Bacaan |
____

2. Islam tidak memiliki konsepsi mewajibkan zakat atas petani yang memiliki lima faddan (1 faddan = 1/2 ha). Sedangkan atas pemilik usaha yang memiliki penghasilan lima puluh faddan tidak mewajibkannya, atau tidak mewajibkan seorang dokter yang penghasilannya sehari sama dengan penghasilan seorang petani dalam setahun dari tanahnya yang atasnya diwajibkan zakat pada waktu panen jika mencapai nisab.
Untuk itu, harus ada ukuran wajib zakat atas semua kaum profesi, dan pekerja tersebut, dan selama sebab (illat) dari dua hal memungkinkan diambil hukum qias, maka tidak benar untuk tidak memberlakukan qias tersebut dan tidak meneriina hasilnya.
Dan kadang-kadang dipertanyakan, bagaimana kita menentukan besar zakatnya? Jawabnya mudah, karena Islam telah menentukan besar zakat buah-buahan antara sepersepuluh dan seperdua puluh sesuai dengan ukuran beban petani dalam mengairi tanahnya. Maka berarti ukuran beban zakat setiap pendapatan sesuai dengan ukuran beban pekerjaan atau pengusahaannya.

____

(Item Tersimpan)

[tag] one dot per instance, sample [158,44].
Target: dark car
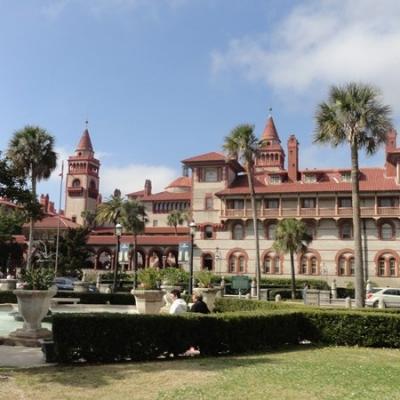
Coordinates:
[64,283]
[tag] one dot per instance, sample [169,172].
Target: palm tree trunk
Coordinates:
[134,262]
[255,227]
[358,260]
[293,276]
[31,226]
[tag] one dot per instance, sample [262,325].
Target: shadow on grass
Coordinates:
[98,375]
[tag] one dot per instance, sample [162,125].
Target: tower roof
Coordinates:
[270,132]
[85,144]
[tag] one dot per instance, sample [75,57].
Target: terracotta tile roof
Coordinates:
[207,157]
[50,221]
[139,193]
[85,143]
[168,196]
[182,181]
[142,240]
[371,179]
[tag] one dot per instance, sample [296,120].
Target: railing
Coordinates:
[311,212]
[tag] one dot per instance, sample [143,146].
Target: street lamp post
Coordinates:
[192,227]
[118,233]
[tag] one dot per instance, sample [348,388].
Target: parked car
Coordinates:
[390,297]
[64,283]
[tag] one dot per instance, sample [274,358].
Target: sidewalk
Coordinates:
[21,357]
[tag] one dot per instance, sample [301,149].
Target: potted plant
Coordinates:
[33,304]
[205,286]
[148,296]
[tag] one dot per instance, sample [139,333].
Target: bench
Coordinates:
[64,300]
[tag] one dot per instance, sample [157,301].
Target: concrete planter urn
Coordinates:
[209,295]
[148,301]
[8,284]
[33,306]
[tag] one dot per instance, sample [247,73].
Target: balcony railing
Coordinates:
[311,212]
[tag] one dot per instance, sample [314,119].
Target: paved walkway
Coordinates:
[21,357]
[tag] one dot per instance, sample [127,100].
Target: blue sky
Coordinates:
[163,80]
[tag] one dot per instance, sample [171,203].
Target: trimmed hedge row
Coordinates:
[119,337]
[86,298]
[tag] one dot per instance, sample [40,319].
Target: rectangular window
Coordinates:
[210,174]
[236,204]
[272,203]
[308,203]
[209,204]
[345,202]
[310,178]
[387,202]
[275,179]
[346,176]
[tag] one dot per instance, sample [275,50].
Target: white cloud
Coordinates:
[131,178]
[319,44]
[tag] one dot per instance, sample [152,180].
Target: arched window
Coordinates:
[208,232]
[386,231]
[237,263]
[76,183]
[309,264]
[271,231]
[272,263]
[208,262]
[345,264]
[387,265]
[238,231]
[346,230]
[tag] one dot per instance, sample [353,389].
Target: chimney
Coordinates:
[391,161]
[391,141]
[147,187]
[293,159]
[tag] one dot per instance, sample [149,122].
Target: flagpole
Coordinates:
[59,217]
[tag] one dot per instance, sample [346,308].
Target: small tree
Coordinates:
[291,237]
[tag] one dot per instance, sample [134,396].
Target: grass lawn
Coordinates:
[295,373]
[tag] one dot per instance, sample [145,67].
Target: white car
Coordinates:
[389,296]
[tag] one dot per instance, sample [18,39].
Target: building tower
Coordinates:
[271,156]
[82,183]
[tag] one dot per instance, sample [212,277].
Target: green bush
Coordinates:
[7,296]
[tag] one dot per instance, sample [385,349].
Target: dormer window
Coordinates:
[310,178]
[275,179]
[345,176]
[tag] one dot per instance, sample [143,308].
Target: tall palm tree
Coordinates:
[354,115]
[243,145]
[175,218]
[134,219]
[291,237]
[110,211]
[31,150]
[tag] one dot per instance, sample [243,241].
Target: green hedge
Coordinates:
[119,337]
[85,298]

____

Tugas yang Dikerjakan |
**A.** Menurut bacaan tentang zakat profesi, berapa besar zakat buah-buahan yang telah ditentukan Islam?
**B.** Terjemahkan kalimat dari bacaan tentang zakat profesi ini ke dalam bahasa Inggris: "Maka berarti ukuran beban zakat setiap pendapatan sesuai dengan ukuran beban pekerjaan atau pengusahaannya."
**C.** Tuliskan kembali bagian bacaan tentang zakat profesi antara "Untuk itu, harus" dan "tidak meneriina hasilnya.", termasuk keduanya.

Sebagai Tanggapan |
**A.** Antara sepersepuluh dan seperdua puluh, sesuai dengan ukuran beban petani dalam mengairi tanahnya.

**B.** This means that the measure of the zakat burden on every income corresponds to the measure of the burden of the work or enterprise that produces it.

**C.**
Untuk itu, harus ada ukuran wajib zakat atas semua kaum profesi, dan pekerja tersebut, dan selama sebab (illat) dari dua hal memungkinkan diambil hukum qias, maka tidak benar untuk tidak memberlakukan qias tersebut dan tidak meneriina hasilnya.